Could every line of the data be printed exactly as it reads?

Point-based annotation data

[Start]

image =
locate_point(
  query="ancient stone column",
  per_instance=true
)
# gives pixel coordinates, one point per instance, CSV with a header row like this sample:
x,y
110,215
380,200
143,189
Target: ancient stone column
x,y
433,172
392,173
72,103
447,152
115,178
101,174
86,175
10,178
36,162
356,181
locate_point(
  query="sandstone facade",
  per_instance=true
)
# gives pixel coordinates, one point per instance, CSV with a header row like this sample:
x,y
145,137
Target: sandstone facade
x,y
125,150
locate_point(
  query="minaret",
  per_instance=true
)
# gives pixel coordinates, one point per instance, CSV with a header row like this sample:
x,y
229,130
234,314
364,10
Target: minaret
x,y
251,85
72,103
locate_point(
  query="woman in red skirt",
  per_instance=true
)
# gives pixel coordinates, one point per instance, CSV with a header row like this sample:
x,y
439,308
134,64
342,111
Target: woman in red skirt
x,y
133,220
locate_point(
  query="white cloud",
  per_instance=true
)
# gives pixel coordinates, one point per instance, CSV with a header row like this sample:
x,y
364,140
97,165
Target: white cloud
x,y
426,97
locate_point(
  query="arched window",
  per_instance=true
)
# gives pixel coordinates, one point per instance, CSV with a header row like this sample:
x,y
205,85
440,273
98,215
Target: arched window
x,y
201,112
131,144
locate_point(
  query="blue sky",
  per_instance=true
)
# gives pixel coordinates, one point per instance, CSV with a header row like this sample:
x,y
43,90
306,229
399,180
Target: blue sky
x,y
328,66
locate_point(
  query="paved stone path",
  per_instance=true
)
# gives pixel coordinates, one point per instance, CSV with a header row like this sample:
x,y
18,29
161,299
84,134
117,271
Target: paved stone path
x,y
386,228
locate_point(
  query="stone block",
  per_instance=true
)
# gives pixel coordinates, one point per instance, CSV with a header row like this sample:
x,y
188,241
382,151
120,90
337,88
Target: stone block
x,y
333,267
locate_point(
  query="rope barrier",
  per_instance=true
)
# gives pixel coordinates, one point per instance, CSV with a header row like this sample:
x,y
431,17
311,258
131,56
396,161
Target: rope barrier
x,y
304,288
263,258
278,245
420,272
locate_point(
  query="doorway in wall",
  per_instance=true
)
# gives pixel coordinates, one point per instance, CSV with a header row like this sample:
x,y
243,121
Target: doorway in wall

[End]

ANSWER TO THIS PROBLEM
image =
locate_point(
  query="ancient stone column",
  per_instance=true
)
# gives pixel coordinates, one point per instance, CSV with a header row like this sample:
x,y
110,215
380,200
143,189
Target: ancient stone column
x,y
433,172
392,173
72,103
447,152
115,178
101,174
86,175
10,178
36,162
356,181
locate_point(
  query="sandstone facade",
  per_instance=true
)
# gives pixel coordinates, one point per instance, CSV with a header row like this sample:
x,y
145,137
Target: sandstone facade
x,y
125,150
locate_point(
  query="minaret",
  per_instance=true
)
# gives pixel coordinates, one point per instance, CSV with a header row like this sample:
x,y
229,130
234,314
364,10
Target: minaret
x,y
251,85
72,103
locate_point(
  query="woman in red skirt",
  per_instance=true
)
# gives pixel coordinates, one point per instance, CSV with a header row like this sample:
x,y
439,308
134,64
342,111
Target: woman in red skirt
x,y
133,220
locate_point(
  query="white cloud",
  per_instance=true
)
# gives pixel coordinates, one point per instance, CSV with a header row like this sample:
x,y
364,140
97,165
Target: white cloud
x,y
426,97
locate_point(
  query="arched window",
  per_instance=true
)
# gives pixel coordinates, one point per instance, CSV with a header row like this sample:
x,y
205,85
440,273
98,215
Target: arched window
x,y
201,112
131,144
locate_point(
  query="blue sky",
  per_instance=true
)
# gives pixel coordinates, one point per instance, CSV with a header row like this sample:
x,y
43,90
306,229
399,180
Target: blue sky
x,y
328,66
locate_point(
  query="paved stone path",
  per_instance=true
)
# gives pixel coordinates, one point per instance, CSV with a header row like this sample:
x,y
18,29
161,299
84,134
117,271
Target: paved stone path
x,y
386,228
locate_point(
  query="stone block",
  per_instance=true
)
# gives pixel coordinates, one point per instance, CSV with a header row like this sample:
x,y
188,241
382,151
120,90
337,88
Target: stone block
x,y
333,267
locate_point(
  query="rope barrier",
  per_instance=true
)
# gives pixel coordinates, one point per instance, CSV with a header row like this sample:
x,y
431,17
311,258
131,56
396,161
Target: rope barrier
x,y
304,288
263,258
278,245
420,272
locate_point(
  query="doorway in wall",
  per_instance=true
)
# gives pixel coordinates, one point per instance, CSV with a header row like this sample:
x,y
243,121
Target: doorway in wall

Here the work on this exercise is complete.